_PASSAGE_

## BEGIN

Blog for Building Materials Companies

Time to Retire Sales Funnels in Building Materials

  |  Posted in Sales

Time to Retire Sales Funnels in Building Materials

The Sales Funnel is a great tool. Since its birth in 1898, it has helped countless companies improve their sales and marketing performance by helping them deliver the right sales message, to the right person, at the right time in the selling process.

Lifecycle of Great Sales and Marketing Tools

PHASE ONE: Someone develops a new approach to an old problem. Nothing really changes but viewing the problem through a new lens shows sales and marketing specialists a better, easier or more predictable solution.

PHASE TWO: The idea is easily understood, easily shared, it makes sense and companies begin using it.

PHASE THREE: Products and methods are developed, research is conducted, books are written and consultants get on board ‘spreading the gospel’ of this latest and greatest sales and marketing tool or approach.

PHASE FOUR: The original idea is refined, amended, poked, prodded and expanded until most of the real benefit is wrung out and washed away – not to mention complicated to the point of ineffectiveness.

PHASE FIVE: At the same time, it becomes the industry standard and all of your competitors begin using it. As a result, you and the tool lose your marketplace advantage.

PHASE SIX: A new tool is developed that builds on the strengths of the last tool while improving upon its weaknesses . . . and the cycle begins anew.

Some examples are SEO, Pay Per Click, Apps, QR Codes, Content Marketing, Customer Segmentation, Marketing Automation, CRM, Customer Journey, Persona, Omni-Channel, Analytics.

These are all very effective tools if used properly, but as soon as everyone is using them, they lose much of their effectiveness and it may be time to find a different and better solution. That is what is happening with the sales funnel.

Let’s think about the selling process at its most basic: You have something to SELL (A) that someone, somewhere wants or needs to BUY (B). The steps to get from A to B vary widely by industry, channel, segment, and more – but simply stated they are as follows:

Building Materials Sales Funnel

The most important thing that the sales funnel has done is to get companies to stop and consider that there are different stages that different customers go through on their way to making a purchase.

Overly aggressive salespeople think that anyone they call on, meet at a trade show or have visited their website is ready to buy. This “always be closing” approach costs these companies more sales than they realize.

They not only lose the sale when they don’t give the customer the information they want and need, they also lose more future sales because they are unaware of what the customer wants to know earlier in the buying process.

## END

_SUPPLIED DATA_
## BEGIN

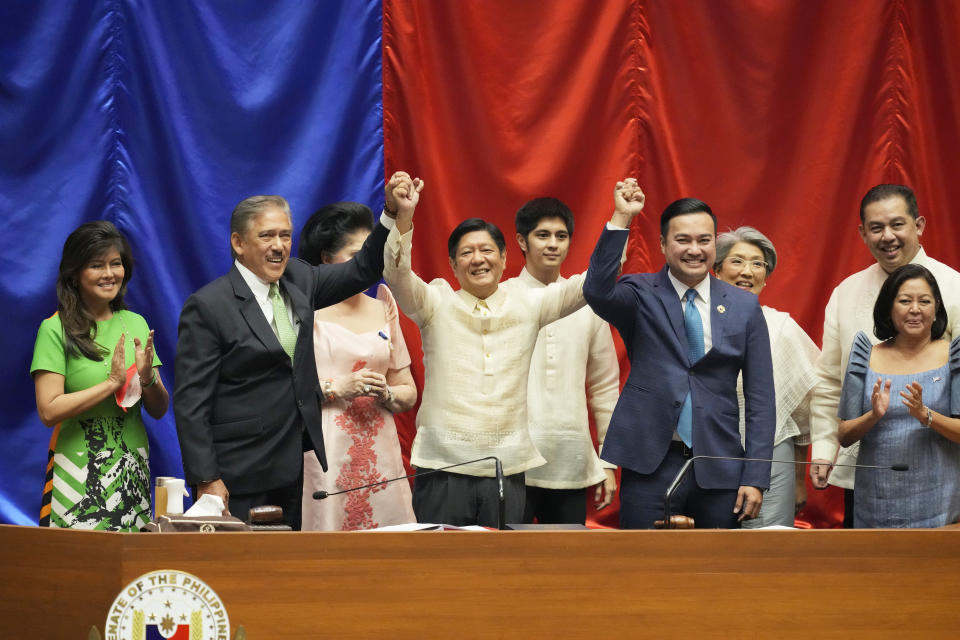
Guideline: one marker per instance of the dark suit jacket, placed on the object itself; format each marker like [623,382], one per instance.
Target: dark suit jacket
[240,405]
[647,312]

## END

Write out the part of the sales funnel post that begins at the words "PHASE ONE: Someone" and stops after "more predictable solution.".

_RESULT_
PHASE ONE: Someone develops a new approach to an old problem. Nothing really changes but viewing the problem through a new lens shows sales and marketing specialists a better, easier or more predictable solution.